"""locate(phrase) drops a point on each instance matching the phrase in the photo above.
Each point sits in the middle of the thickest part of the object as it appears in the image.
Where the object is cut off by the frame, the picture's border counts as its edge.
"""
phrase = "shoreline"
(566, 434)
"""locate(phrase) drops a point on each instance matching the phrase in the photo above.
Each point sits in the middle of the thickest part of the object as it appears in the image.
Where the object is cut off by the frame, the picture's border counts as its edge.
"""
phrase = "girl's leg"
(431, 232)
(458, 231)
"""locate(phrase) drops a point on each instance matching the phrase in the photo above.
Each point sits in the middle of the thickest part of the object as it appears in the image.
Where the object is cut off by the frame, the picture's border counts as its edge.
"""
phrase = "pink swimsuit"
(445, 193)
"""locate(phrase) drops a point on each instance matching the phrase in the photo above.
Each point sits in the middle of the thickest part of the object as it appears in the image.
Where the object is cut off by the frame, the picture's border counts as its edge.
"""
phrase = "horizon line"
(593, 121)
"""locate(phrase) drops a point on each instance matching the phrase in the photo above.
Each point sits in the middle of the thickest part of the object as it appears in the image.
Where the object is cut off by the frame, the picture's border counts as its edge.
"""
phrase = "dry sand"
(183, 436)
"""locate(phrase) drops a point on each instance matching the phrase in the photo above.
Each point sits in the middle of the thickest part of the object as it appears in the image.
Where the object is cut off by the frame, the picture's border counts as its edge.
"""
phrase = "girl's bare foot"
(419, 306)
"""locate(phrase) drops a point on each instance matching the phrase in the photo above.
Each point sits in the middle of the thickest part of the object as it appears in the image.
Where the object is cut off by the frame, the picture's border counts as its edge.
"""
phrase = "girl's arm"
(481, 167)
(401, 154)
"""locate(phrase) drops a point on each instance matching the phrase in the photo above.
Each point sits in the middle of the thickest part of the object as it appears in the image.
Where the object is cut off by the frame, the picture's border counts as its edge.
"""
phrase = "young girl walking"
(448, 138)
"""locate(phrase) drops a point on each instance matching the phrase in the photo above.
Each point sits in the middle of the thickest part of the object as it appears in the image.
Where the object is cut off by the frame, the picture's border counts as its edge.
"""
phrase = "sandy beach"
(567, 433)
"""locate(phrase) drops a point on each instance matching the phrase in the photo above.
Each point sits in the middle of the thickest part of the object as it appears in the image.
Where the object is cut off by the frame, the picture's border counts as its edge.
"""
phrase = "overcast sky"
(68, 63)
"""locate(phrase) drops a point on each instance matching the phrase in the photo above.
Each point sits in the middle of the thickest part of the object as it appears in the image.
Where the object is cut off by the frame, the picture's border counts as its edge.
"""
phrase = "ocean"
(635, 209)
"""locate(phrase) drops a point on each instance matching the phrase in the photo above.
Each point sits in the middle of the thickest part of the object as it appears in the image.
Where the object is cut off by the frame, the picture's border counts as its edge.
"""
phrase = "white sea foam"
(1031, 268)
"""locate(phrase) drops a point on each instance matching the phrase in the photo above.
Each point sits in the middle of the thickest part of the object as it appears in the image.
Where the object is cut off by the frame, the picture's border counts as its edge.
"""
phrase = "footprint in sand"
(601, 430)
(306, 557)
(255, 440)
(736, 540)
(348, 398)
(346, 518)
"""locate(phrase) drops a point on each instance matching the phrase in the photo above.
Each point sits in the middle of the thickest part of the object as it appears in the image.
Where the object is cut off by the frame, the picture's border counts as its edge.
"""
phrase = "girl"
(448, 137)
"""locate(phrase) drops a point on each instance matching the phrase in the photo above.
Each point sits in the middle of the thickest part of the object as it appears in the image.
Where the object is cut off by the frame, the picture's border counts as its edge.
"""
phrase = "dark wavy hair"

═══

**What is asked**
Repeat all of the records above exactly as they appear.

**Solution to this exercise**
"""locate(phrase) drops a point on each instance matching the phrase in the photo above.
Each point sits in the middle of the thickest part of the object as it appears in the image.
Where the object is cut off by the frame, the picture's border counts as its edge.
"""
phrase = "shoreline"
(566, 434)
"""locate(phrase) drops a point on each instance matching the phrase in the photo above.
Each point sits in the middle of the thickest part of the object as it appears in the image.
Where the object is cut off by the frame, the picture's border counts as its edge.
"""
phrase = "girl's leg"
(431, 232)
(458, 231)
"""locate(phrase) drops a point on each instance matching the phrase in the photo above.
Each point sits in the middle of the thickest part of the object as it appears in the image.
Where the object is cut off by the frame, the picture's border counts as its edge.
"""
phrase = "pink swimsuit"
(445, 193)
"""locate(phrase) drops a point on each instance matching the phrase in the photo above.
Each point sits in the middle of the thickest part of the object as it appears in the image.
Where the object is cut off by the frame, the picture's border counts as its edge.
"""
phrase = "horizon line"
(593, 121)
"""locate(phrase) drops a point on each instance matching the phrase in the photo above.
Each point sits in the middle of the thickest part of the object as it appears in the image.
Where the object is cut off by the frame, the picture's border counts as its edge.
"""
phrase = "dry sand"
(183, 436)
"""locate(phrase) drops a point on each instance matching the phrase in the photo above.
Each point sits in the middle of the thickest part of the object as it appears in the image.
Where the object is cut off by the frame, the picture's border counts as its edge.
"""
phrase = "girl's bare foot"
(419, 306)
"""locate(phrase) drops a point on each instance matching the phrase in the photo above.
Each point sits in the middle of the thickest part of the object as it appears in the image.
Where the object is cut off by the frame, the picture's border counts as its edge.
"""
phrase = "girl's arm"
(481, 167)
(401, 154)
"""locate(phrase) drops a point on each instance matching the phrase in the photo above.
Each point sits in the middle of the thickest part of the object as it appears in the image.
Where the object is cut off by the frame, the picture's border counts as its edge.
"""
phrase = "young girl walking"
(448, 138)
"""locate(phrase) drops a point on each instance matching the phrase in the photo above.
Each point sits in the middle of the thickest part of the object as it appears in the image.
Where the object is cut off by the frame, the picture's border counts as its edge.
"""
phrase = "sandy beach"
(567, 433)
"""locate(phrase) drops a point on each instance matching the phrase in the photo above.
Each point sits in the middle of the thickest part of the object as it appears in the image.
Where the object is cut off by the frame, the picture's border counts as its edge.
"""
phrase = "overcast sky"
(68, 63)
"""locate(phrase) drops a point on each instance matching the phrase in the photo above.
Each point sits in the middle of the thickest part of the object as it appears in the image.
Where the object is cut off by the frame, the picture's border counts as its edge.
"""
phrase = "ocean"
(635, 209)
"""locate(phrase) drops a point on each instance matching the phrase in the photo above.
Each point sits in the middle of the thickest part of the object as it appears in the image.
Where the object is cut off by the frame, the picture's border counts as its edge.
"""
phrase = "white sea foam"
(1031, 268)
"""locate(phrase) drops a point on each instance matching the phrase in the photo above.
Each point sits in the middle of the thickest part of the object as it appears in the image.
Where the object is cut off by the frame, the picture's border counts as its edge.
"""
phrase = "footprint in sand"
(601, 430)
(306, 557)
(255, 440)
(736, 540)
(348, 398)
(346, 518)
"""locate(phrase) drops a point on each instance matching the phrase in the photo above.
Each point sits in the middle of the thickest part of the object as it appears in the image.
Where the object is cut off by the frame, the picture's border counts as its edge.
"""
phrase = "girl"
(448, 137)
"""locate(phrase) drops a point on each instance matching the phrase in the photo above.
Each point sits in the middle of the thickest part of the object as it appears in the image.
Where the object is cut off by the frame, the picture's border counts as its edge.
"""
phrase = "dark wavy hair"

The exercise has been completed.